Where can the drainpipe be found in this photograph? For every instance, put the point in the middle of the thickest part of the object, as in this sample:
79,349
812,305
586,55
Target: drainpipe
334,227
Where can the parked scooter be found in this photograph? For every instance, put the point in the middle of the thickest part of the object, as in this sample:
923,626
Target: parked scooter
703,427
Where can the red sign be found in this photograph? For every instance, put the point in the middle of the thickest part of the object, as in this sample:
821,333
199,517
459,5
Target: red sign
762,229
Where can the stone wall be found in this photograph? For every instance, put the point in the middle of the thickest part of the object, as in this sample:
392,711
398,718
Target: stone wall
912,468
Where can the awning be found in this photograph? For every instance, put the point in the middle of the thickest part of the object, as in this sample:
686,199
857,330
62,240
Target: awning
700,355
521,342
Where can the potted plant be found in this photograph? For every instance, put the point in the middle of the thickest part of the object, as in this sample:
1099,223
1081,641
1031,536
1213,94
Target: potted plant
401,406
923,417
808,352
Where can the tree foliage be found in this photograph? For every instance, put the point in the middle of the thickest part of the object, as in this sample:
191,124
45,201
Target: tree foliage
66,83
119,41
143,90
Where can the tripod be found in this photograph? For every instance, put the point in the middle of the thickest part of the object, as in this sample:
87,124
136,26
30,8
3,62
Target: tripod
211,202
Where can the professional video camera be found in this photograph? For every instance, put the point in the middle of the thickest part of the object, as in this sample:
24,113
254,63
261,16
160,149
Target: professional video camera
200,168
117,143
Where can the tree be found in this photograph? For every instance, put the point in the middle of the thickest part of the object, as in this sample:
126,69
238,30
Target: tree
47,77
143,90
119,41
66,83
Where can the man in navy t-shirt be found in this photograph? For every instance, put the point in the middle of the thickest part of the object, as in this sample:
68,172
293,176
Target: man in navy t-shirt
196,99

_ _ _

* [WHAT IS ASKED] Rewrite the items from the line containing "Where can the man" up to and including the final line of the items, requests included, and increase each coordinate in the answers by 43. Leave the requests and their sample coordinates unchanged.

* [TASK RESULT]
Where can the man in navy t-shirt be found in this photograph? For every instance, put the point in the middle of the thickest part of the object, as in this sample:
68,172
293,176
Target: man in navy t-shirt
239,142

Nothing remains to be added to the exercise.